### The exercise:
Reproduce every line of the data below word for word, omitting the pictures.

### Record excerpts:
··········
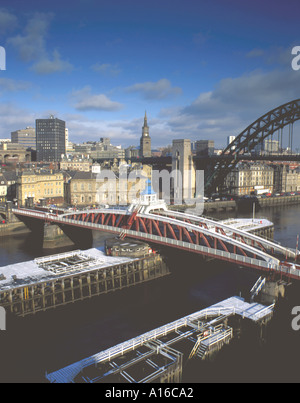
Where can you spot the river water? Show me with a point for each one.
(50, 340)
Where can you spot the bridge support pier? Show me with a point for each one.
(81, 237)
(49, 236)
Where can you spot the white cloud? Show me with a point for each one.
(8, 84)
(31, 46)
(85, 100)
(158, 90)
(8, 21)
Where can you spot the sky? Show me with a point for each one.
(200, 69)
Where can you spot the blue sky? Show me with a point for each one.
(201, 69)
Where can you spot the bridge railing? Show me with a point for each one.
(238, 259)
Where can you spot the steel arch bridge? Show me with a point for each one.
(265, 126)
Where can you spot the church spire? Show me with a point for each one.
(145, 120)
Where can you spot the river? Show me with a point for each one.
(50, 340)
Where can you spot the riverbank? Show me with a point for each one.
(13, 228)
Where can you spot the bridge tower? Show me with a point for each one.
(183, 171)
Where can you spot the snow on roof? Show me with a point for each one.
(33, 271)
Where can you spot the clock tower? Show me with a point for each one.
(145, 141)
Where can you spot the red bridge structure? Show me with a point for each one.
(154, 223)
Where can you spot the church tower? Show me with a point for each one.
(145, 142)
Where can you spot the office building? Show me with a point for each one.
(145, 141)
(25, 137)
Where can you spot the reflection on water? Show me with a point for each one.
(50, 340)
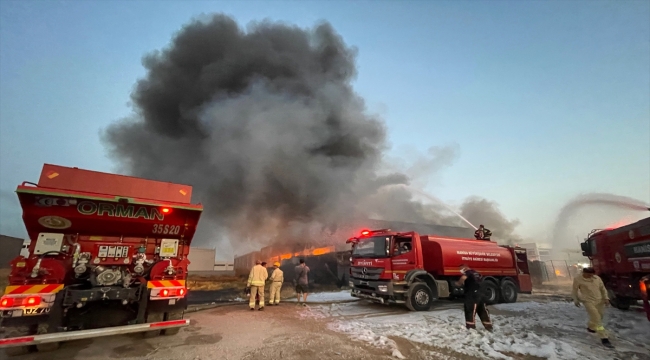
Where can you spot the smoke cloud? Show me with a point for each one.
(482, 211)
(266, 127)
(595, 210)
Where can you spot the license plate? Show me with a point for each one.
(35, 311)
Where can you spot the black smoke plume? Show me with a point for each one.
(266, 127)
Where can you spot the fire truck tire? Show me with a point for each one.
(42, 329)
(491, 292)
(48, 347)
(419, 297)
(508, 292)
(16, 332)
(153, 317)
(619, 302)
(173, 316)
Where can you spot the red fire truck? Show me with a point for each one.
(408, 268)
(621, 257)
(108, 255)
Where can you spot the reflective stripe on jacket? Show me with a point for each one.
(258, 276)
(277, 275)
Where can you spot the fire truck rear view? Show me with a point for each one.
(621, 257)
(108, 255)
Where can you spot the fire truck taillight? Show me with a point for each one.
··········
### Reply to the task:
Where can you spot the river water? Show me with a point for each one.
(50, 340)
Where can you spot the bridge support pier? Show me with a point for each one.
(81, 237)
(49, 236)
Where can you spot the white cloud? Show me with a point for each one.
(8, 84)
(31, 46)
(85, 100)
(158, 90)
(8, 21)
Where can you spot the sky? Show me with a point for each one.
(200, 69)
Where can you spot the blue sky? Show me with a point for each one.
(201, 69)
Where can you spot the bridge railing? Show me with a point for each one.
(238, 259)
Where can you spot the steel arch bridge? Show me with a point for each one.
(265, 126)
Where can you spot the church spire? Show me with a point for each one.
(145, 120)
Where can you spot the river? Show me with a point for each one.
(50, 340)
Where can you spot the riverbank? Show me with a point for each one.
(13, 228)
Where can you spot the bridge tower? Show me with a point for each one.
(183, 171)
Where can you spot the snow on roof? Show me with a point for each one.
(33, 271)
Where can you spot the clock tower? Show me with a point for each one.
(145, 141)
Where can you spot the red bridge structure? Show me with a point for each one.
(154, 223)
Where can you spot the church tower? Show me with a point for each one.
(145, 142)
Where can you spot the office building? Show me with a point for each one.
(145, 141)
(25, 137)
Where can you spot the reflection on water? Show me with a point for each one.
(50, 340)
Where can you spot the smoke cloud? Show me with a point for each one.
(482, 211)
(266, 127)
(595, 210)
Where can you spot the license plate? Show me with a point for each one.
(35, 311)
Where can you spot the black smoke plume? Show me with a point for each one.
(266, 127)
Where can you spot the fire truck tire? Show me with a point for each one.
(42, 329)
(491, 292)
(48, 347)
(419, 297)
(508, 292)
(16, 332)
(153, 317)
(619, 302)
(173, 316)
Where can you spot the red fire truck? Show me with a point for each one.
(408, 268)
(621, 257)
(108, 255)
Where can you spot the reflective stripe on jacket? Show me with a point for each one.
(258, 276)
(277, 275)
Where can you spot the fire truck rear view? Show me with a point for each one.
(621, 257)
(108, 255)
Where can you spot the fire truck taillight? Show me with a point for each one.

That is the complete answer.